### Written request
Reproduce every one of the records below word for word, keeping their order unchanged.

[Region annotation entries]
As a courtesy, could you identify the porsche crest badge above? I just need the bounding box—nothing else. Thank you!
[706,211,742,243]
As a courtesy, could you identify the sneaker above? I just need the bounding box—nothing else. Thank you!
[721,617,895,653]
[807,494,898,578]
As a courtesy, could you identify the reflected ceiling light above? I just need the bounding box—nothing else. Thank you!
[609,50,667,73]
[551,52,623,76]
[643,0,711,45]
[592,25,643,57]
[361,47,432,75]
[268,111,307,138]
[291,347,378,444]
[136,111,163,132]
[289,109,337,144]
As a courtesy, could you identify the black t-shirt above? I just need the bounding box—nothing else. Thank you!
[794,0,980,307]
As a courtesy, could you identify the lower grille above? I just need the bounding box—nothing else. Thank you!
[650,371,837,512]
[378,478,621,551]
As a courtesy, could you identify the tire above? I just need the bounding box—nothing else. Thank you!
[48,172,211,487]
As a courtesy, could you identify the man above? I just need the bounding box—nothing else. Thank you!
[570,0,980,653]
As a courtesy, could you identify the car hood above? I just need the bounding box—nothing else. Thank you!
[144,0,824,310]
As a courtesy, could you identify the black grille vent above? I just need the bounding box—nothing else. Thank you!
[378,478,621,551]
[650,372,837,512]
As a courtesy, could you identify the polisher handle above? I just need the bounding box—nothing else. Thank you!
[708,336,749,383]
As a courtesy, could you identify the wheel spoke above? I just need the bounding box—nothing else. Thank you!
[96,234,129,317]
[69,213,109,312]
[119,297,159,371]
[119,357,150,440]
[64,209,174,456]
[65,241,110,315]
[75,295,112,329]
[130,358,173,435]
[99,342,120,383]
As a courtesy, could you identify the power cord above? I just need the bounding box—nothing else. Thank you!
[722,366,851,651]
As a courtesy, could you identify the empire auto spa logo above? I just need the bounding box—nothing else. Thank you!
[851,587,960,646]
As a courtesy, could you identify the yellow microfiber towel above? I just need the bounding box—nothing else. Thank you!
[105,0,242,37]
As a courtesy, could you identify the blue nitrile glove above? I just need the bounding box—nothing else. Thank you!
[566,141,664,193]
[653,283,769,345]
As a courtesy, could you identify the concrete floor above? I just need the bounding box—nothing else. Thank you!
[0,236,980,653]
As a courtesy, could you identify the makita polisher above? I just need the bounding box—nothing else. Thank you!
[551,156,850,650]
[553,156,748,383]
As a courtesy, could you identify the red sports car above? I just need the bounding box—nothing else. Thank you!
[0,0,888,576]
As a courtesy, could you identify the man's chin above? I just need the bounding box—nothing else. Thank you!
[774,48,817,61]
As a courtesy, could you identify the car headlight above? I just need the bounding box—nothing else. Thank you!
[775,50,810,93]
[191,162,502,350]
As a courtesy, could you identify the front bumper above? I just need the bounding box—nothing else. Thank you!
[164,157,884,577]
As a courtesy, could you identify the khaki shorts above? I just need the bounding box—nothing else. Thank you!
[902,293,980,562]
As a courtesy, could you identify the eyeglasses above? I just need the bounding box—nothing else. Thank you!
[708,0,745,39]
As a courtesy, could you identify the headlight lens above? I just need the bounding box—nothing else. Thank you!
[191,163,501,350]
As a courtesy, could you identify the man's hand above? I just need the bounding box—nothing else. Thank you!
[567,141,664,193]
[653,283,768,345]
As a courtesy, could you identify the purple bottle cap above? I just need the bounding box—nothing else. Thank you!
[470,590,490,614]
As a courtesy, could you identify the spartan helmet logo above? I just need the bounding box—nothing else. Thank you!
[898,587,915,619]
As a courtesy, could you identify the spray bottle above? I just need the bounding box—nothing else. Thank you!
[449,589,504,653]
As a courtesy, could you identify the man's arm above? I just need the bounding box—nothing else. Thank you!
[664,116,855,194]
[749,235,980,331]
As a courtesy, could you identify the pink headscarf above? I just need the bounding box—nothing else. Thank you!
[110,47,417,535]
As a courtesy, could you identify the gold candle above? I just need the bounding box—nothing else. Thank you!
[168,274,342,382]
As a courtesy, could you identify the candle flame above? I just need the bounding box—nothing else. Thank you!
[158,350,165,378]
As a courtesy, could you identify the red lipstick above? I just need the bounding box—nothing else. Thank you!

### Worked answer
As a courtesy, could you identify the porsche crest badge above? I just need the bounding box—nothing else. Thank you!
[706,211,742,243]
As a courtesy, could you identify the sneaker above? I just need the bounding box—nothing else. Thank you!
[721,617,895,653]
[807,494,898,578]
As a courtesy, could you identify the reflected ceiling light above? I just need the bounding box—nothing else. Thank you!
[609,50,667,73]
[551,52,623,76]
[643,0,711,45]
[592,25,643,57]
[361,47,432,75]
[268,111,307,138]
[291,347,378,444]
[136,111,163,132]
[289,109,337,144]
As a courtesy, could you identify the black t-shirt above? I just need the bounding box—nothing else. Thank you!
[794,0,980,307]
As a courtesy, could you identify the lower grille above? I just need the bounding box—nothing else. Thank you!
[650,371,837,512]
[378,478,621,551]
As a courtesy, could you identify the tire above? I just need the bounding box—nothing else. Thank you!
[48,172,211,487]
As a courtesy, could you identify the man above? I just need the bounding box—nothing else. Thank you!
[570,0,980,653]
As a courtesy, could you identify the car hood above? I just need the bounding box—nothing else. Thank you!
[144,0,824,310]
As a courtesy, could you identify the black grille vent above? I just need the bounding box—nothing else. Thank you!
[378,478,621,551]
[650,372,837,512]
As a courtesy, could you identify the polisher handle above? I just need the bounding box—nothing else. Thank you!
[708,336,749,383]
As a courtesy, could you identify the wheel spoke above? I just need the bounding box—nothing else. Thank you!
[96,234,129,317]
[69,213,109,312]
[119,297,159,371]
[119,357,150,440]
[64,209,174,456]
[65,241,110,315]
[75,295,112,329]
[130,358,173,435]
[99,342,120,383]
As a courtesy, could you identify the power cord above? I just need the bounding box—nothing else. Thank you!
[722,366,851,651]
As a courtesy, could you identify the empire auto spa logo above? I just need the bounding box—nothing else. Thank you!
[851,587,960,646]
As a courtesy, could you identify the yellow microfiber towel above? I just need the bounding box—nothing else. Thank you!
[105,0,242,37]
As a courtesy, could you identify the blue nitrile glove above? I just need the bounding box—nothing else. Thank you!
[566,141,664,193]
[653,283,769,345]
As a courtesy, could you identify the concrete floor above? I just need the bounding box—nothing else. Thank you!
[0,236,980,653]
As a courtesy, could you identify the makita polisher above? I just need the bounding box—nothing else. Thank you!
[551,156,850,650]
[553,156,748,383]
As a courtesy, could you identify the red sports car above? I just need the bounding box—nothing else. Thank you!
[0,0,888,576]
As a courtesy, could you identify the man's chin above? I just need the bounding box—nothing else. Thank you!
[774,48,817,61]
As a courtesy, could you identify the car headlight above? I just need the bounding box—nothing else. Thank you!
[775,50,810,93]
[191,162,502,350]
As a courtesy, could you identify the front bumper above? I just need the bounding box—nothing else. Thank you!
[164,157,884,577]
As a courtesy, could you identify the khaki shorts above? I just need the bounding box—nothing else. Thank you!
[902,293,980,562]
As a courtesy, could you identify the eyeglasses above? I just need the bounding box—nothing else. Thank you!
[708,0,745,39]
As a courtesy, could you identify the headlight lens above? I just need the bounding box—nothing else. Thank you!
[191,163,501,350]
As a courtesy, could you identify the man's hand above? I just need the bounding box—nothing else. Thank you!
[567,141,664,193]
[653,283,768,345]
As a courtesy, could you identify the purple bottle cap above? I just need the bounding box—nothing else. Thank you!
[470,590,490,614]
As a courtesy, could you identify the spartan helmet logo above? I just need the bounding box—nothing else. Thank you!
[898,587,915,619]
As a courtesy, could you identify the spray bottle above? I just need the bounding box—nothing else. Thank you!
[449,589,504,653]
As a courtesy, could you identify the man's arm above? I just need the bounding box—nothing else. Thank you!
[664,116,855,194]
[749,235,980,331]
As a courtesy, could you identify the pink headscarf above? I just need the bounding box—nothing else. Thank you!
[110,47,417,535]
As a courtesy, could you identify the gold candle above? I just need the bounding box—nothing else. Thank you!
[168,274,342,382]
As a courtesy, could you identify the candle flame above? I just need the bounding box—nothing else. Thank you!
[158,350,165,378]
As a courtesy, could you identify the red lipstick above? I just need the bounding box—nothing else. Thank you!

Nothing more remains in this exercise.